* [Exercise directions] Return the data. Every word must match.

[Source records]
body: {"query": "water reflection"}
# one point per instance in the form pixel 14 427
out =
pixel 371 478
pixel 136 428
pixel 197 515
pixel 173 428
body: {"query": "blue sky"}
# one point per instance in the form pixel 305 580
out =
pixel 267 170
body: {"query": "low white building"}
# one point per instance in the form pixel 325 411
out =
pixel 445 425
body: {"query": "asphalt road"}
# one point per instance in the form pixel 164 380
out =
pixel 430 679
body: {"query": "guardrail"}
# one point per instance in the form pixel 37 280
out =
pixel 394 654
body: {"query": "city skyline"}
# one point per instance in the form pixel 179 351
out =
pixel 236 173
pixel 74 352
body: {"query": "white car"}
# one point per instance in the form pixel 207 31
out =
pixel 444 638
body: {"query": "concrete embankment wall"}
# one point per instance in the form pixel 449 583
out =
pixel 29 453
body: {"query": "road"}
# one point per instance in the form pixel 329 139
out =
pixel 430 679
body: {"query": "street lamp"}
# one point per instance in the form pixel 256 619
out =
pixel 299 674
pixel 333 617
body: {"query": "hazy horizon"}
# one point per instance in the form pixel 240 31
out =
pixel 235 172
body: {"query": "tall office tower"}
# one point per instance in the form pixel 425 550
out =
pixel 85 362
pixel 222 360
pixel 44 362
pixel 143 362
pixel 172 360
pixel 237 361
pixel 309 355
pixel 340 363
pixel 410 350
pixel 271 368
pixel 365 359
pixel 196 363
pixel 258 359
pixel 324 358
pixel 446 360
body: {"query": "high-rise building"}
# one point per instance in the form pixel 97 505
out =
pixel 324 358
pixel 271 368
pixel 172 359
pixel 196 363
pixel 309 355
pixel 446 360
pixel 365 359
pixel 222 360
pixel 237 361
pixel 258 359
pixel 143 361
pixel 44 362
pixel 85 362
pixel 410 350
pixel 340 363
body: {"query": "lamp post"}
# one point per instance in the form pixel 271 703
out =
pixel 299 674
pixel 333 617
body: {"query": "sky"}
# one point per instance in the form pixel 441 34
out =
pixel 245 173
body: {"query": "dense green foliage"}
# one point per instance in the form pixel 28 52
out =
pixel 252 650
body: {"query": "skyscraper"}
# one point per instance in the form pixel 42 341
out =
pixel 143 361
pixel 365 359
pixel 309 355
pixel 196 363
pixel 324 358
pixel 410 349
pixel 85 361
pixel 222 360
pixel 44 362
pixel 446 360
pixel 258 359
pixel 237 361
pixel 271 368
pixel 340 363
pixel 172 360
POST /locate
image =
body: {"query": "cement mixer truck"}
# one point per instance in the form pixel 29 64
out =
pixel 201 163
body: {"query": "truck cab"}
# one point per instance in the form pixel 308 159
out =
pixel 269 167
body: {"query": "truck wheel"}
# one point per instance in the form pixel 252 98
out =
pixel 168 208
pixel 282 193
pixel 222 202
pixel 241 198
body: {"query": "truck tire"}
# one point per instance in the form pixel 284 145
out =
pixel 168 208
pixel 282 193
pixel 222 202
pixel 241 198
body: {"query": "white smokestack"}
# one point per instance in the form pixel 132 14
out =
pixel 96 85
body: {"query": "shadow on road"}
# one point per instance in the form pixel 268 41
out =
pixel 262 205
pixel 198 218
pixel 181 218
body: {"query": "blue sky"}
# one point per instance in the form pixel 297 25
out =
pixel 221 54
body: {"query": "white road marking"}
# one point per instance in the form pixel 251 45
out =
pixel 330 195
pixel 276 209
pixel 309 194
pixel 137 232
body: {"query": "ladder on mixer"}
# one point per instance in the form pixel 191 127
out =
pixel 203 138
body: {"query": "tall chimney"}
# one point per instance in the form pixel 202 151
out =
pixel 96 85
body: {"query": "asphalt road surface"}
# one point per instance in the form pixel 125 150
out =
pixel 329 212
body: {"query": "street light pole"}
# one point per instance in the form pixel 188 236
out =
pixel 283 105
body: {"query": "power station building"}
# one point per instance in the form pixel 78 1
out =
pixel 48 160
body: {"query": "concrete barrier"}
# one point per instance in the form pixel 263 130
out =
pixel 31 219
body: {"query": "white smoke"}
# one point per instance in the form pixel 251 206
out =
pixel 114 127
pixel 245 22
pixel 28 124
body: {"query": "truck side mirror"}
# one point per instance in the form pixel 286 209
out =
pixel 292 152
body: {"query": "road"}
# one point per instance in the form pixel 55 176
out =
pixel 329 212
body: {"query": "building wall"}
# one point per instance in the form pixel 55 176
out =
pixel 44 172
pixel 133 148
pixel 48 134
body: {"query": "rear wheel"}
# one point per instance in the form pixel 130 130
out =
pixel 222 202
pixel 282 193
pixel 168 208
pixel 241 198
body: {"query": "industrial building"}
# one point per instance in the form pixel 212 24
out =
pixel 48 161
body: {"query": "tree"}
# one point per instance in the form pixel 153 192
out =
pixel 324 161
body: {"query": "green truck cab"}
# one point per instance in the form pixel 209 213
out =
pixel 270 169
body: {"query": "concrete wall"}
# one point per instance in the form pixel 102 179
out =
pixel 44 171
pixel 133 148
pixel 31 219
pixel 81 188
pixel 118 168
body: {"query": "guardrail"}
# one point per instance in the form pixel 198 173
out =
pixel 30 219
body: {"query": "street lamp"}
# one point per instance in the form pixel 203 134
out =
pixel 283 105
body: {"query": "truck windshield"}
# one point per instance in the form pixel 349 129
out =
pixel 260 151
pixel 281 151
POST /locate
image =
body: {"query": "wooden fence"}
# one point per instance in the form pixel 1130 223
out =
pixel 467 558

* [Solution below]
body: {"query": "water reflection"}
# one point per instance in the form pixel 14 427
out =
pixel 371 478
pixel 136 428
pixel 197 515
pixel 173 428
body: {"query": "blue sky"}
# one point per instance in the form pixel 305 580
out =
pixel 267 170
body: {"query": "low white building"}
# one point per instance in the form pixel 325 411
out =
pixel 445 425
body: {"query": "asphalt road"}
# one point per instance in the form pixel 164 380
out =
pixel 430 679
body: {"query": "guardrail"}
# one point per instance in the form pixel 37 280
out =
pixel 394 654
body: {"query": "city skyline"}
# one point per instance in the form pixel 179 351
out =
pixel 236 173
pixel 74 352
body: {"query": "white car"}
# one point per instance in the form pixel 207 31
out =
pixel 444 638
body: {"query": "concrete embankment wall"}
# one point per instance in the form pixel 449 583
out =
pixel 29 453
body: {"query": "road"}
# one point per instance in the form pixel 329 139
out =
pixel 430 679
body: {"query": "street lamp"}
# one point per instance in the form pixel 256 619
out =
pixel 299 674
pixel 333 617
body: {"query": "hazy horizon"}
# one point per instance in the form pixel 240 31
out =
pixel 235 172
body: {"query": "tall office tower"}
# one point per instance in the form pixel 425 550
out =
pixel 85 362
pixel 222 360
pixel 44 362
pixel 143 362
pixel 172 360
pixel 237 361
pixel 309 355
pixel 340 363
pixel 410 350
pixel 271 368
pixel 365 359
pixel 196 363
pixel 258 359
pixel 324 358
pixel 446 360
body: {"query": "high-rise building"}
# one point per instance in the form pixel 97 505
out =
pixel 324 358
pixel 271 368
pixel 172 359
pixel 196 363
pixel 309 355
pixel 446 360
pixel 365 359
pixel 222 360
pixel 237 361
pixel 258 359
pixel 143 361
pixel 44 362
pixel 85 362
pixel 410 350
pixel 340 363
body: {"query": "lamp post"}
# one point per instance in the form pixel 271 703
out =
pixel 299 674
pixel 333 617
body: {"query": "sky"}
# one point per instance in the form pixel 441 34
out =
pixel 245 173
body: {"query": "dense green foliage"}
# one point per instance in the form pixel 28 52
out =
pixel 252 650
body: {"query": "skyscraper"}
# one point per instance in the form pixel 42 341
out =
pixel 143 361
pixel 365 359
pixel 309 355
pixel 196 363
pixel 324 358
pixel 410 349
pixel 85 361
pixel 222 360
pixel 44 362
pixel 446 360
pixel 258 359
pixel 237 361
pixel 271 368
pixel 340 363
pixel 172 360
POST /locate
image =
body: {"query": "cement mixer truck"}
# one point per instance in the form pixel 29 64
out =
pixel 201 163
body: {"query": "truck cab"}
# one point per instance in the form pixel 308 159
out =
pixel 269 167
body: {"query": "truck wheel"}
# one point per instance in the form pixel 252 98
out =
pixel 168 208
pixel 282 193
pixel 222 202
pixel 241 198
body: {"query": "truck tire"}
# one point per instance in the form pixel 284 145
out =
pixel 168 208
pixel 282 193
pixel 222 202
pixel 241 198
body: {"query": "white smokestack"}
# one point per instance in the form pixel 132 14
out =
pixel 96 85
body: {"query": "shadow on road"}
# one point per instance in the form pixel 268 41
out =
pixel 262 205
pixel 198 218
pixel 181 218
body: {"query": "blue sky"}
# one point per instance in the form pixel 297 25
out =
pixel 221 54
body: {"query": "white road marking"}
# one point per instance in the form pixel 251 45
out =
pixel 330 195
pixel 276 209
pixel 309 194
pixel 137 232
body: {"query": "ladder on mixer"}
# one point per instance in the form pixel 191 127
out =
pixel 203 138
body: {"query": "tall chimney"}
# one point per instance in the form pixel 202 151
out =
pixel 96 85
body: {"query": "asphalt road surface"}
# one point per instance in the form pixel 125 150
out =
pixel 329 212
body: {"query": "street light pole"}
# one point per instance in the form pixel 188 236
out =
pixel 283 105
body: {"query": "power station building"}
# one point per instance in the form pixel 78 1
out =
pixel 48 160
body: {"query": "concrete barrier"}
# one point per instance in the form pixel 263 130
out =
pixel 31 219
body: {"query": "white smoke"}
# one point per instance in the form pixel 251 206
out =
pixel 114 127
pixel 245 22
pixel 28 124
body: {"query": "truck side mirror"}
# one point per instance in the form pixel 286 209
out =
pixel 292 152
body: {"query": "road"}
# one point per instance in the form pixel 55 176
out =
pixel 329 212
body: {"query": "building wall"}
# one point per instance in the form pixel 55 176
out =
pixel 44 172
pixel 133 148
pixel 48 134
body: {"query": "rear wheel"}
# one point per instance in the form pixel 130 130
out =
pixel 222 202
pixel 282 193
pixel 168 208
pixel 241 198
body: {"query": "industrial building"}
# one point per instance in the form pixel 212 24
out =
pixel 48 161
body: {"query": "tree"}
# one point per instance in the form pixel 153 192
out =
pixel 324 161
body: {"query": "green truck cab"}
# one point per instance in the form pixel 209 213
out =
pixel 270 169
body: {"query": "concrete wall"}
# one point per instance in the form pixel 102 179
out =
pixel 44 171
pixel 133 148
pixel 31 219
pixel 81 188
pixel 118 168
body: {"query": "guardrail"}
# one point per instance in the form pixel 198 173
out =
pixel 30 219
body: {"query": "street lamp"}
# one point per instance in the form pixel 203 134
out =
pixel 283 105
body: {"query": "truck windshield"}
# one point per instance in the form pixel 349 129
out =
pixel 260 151
pixel 281 151
POST /locate
image =
body: {"query": "wooden fence"}
# one point per instance in the form pixel 1130 223
out =
pixel 467 558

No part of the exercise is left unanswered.